Excerpts from a dataset:
────────

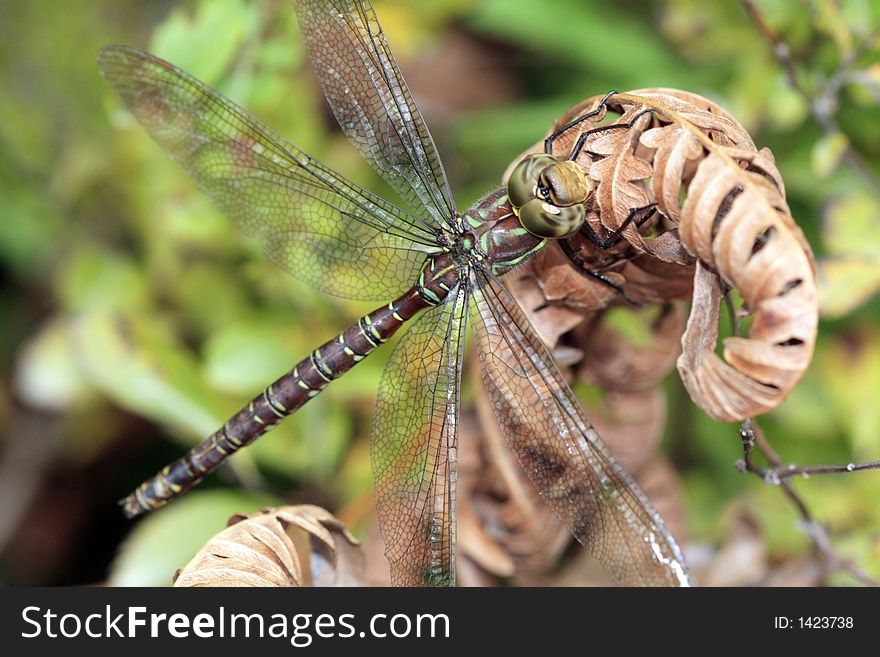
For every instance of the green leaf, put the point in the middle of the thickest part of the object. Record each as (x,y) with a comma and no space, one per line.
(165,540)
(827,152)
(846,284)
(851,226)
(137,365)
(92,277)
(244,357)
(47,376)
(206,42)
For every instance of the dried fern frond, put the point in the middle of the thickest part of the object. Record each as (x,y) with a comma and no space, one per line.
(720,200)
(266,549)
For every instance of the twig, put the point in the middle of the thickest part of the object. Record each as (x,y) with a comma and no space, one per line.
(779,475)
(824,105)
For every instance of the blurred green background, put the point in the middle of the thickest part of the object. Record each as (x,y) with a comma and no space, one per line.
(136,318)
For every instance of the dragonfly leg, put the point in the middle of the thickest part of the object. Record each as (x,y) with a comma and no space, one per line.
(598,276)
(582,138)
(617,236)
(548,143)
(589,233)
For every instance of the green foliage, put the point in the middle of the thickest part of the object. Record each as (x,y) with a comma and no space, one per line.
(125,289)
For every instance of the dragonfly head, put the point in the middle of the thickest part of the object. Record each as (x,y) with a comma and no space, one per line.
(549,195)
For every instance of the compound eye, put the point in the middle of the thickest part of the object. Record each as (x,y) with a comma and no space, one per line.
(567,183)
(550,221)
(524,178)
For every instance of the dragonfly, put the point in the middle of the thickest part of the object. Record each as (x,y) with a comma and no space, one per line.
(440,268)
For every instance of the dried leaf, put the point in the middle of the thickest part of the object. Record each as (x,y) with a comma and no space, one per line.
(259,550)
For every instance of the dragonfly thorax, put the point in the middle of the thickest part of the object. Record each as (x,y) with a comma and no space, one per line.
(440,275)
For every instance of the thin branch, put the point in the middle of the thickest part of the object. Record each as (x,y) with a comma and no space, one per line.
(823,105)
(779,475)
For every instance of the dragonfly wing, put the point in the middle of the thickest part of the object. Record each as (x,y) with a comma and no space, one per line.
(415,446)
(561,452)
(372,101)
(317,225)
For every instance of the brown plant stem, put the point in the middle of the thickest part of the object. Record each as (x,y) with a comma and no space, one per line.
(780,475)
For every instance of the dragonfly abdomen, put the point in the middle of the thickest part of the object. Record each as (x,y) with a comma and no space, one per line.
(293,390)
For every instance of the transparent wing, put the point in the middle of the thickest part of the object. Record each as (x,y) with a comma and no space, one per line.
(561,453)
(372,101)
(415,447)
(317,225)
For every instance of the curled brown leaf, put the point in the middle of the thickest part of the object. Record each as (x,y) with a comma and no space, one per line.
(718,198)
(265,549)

────────

■ Exercise description: Could you reproduce all of the data above exactly and skip any image?

■ Completed exercise:
For every instance of the green leaf, put the point in the middle of the thickest part of the object. Record each as (x,y) with a comma and no space, one per line.
(165,540)
(827,152)
(846,284)
(851,226)
(137,365)
(92,277)
(244,357)
(47,376)
(206,42)
For every instance of the dried fern frond, put the point in the middle of the thickest part of the object. Record each as (x,y) with a comma and no space, one per line.
(720,200)
(266,549)
For every instance of the twig, put the point in the middle of the thickest part of the object. Record each as (x,y) with a comma and no space, one per line.
(779,475)
(824,105)
For every instance of the blurred green background, put the point in the middle of the thickest part of the object. Record each as (x,y) with a comma and no space, one per line.
(136,318)
For every instance of the dragonfly leg, put the point in the middle of the thickest part of the object. Record each as (x,y) with a comma and no space, one per line.
(598,276)
(582,138)
(617,236)
(548,143)
(589,233)
For every instance of the green foliage, put the point in the middle of the thickest part of the object. Record each as (x,y) with a comma and no space, one per line.
(125,289)
For every instance of the dragonfly head, put the point in the middle of the thickest part of the object. Record each as (x,y) with a comma and no space, one per line.
(549,195)
For every instance of the compound eye, put the point in the middle of the thickest part of the object. Record each as (x,y) with a comma and no space, one per line.
(567,183)
(550,221)
(524,178)
For every instance of the dragonfly, put the point in the middle of the thickest part of the object. Record each as (x,y) with a comma and no space, one per line.
(440,268)
For every instance of the dried leaf, put the point in the middle of the thickest part of the object. Record each as (x,y) with a comma and no space, one per line.
(259,550)
For every instance of the dragonfly thorax, put the point in the middle of the thickest part of the object. Record each as (x,y) with a comma and no space, one per line.
(440,275)
For every instance of the thin branch, put the point in the middle of the thickest part of the object. Record each as (x,y) with a comma and no space, one per line.
(823,105)
(779,475)
For every instance of the dragonfly wing, put the point in the middle of the thickest part of the object. Record each as (x,y) with a comma and no space, one per line.
(415,446)
(561,452)
(372,101)
(317,225)
For every instance of the brown plant stem, put the point in the middle of the thickest part of the object. Record each as (x,y) with a comma and no space, one per line.
(780,475)
For every instance of the dragonfly abdomen, put the point in the middle of the thickest part of the object. Record each as (x,y) with a comma and no space, one per line.
(293,390)
For every instance of the transparent wing, put the point in the middle of the thickest part of the object. Record each as (x,y) with a comma and no space, one per line.
(561,453)
(372,101)
(415,447)
(317,225)
For every instance of the curled brown leaf, put the point in the middle of the thickest part of the object. Record each as (x,y) with a comma and no space, one per line.
(718,198)
(265,549)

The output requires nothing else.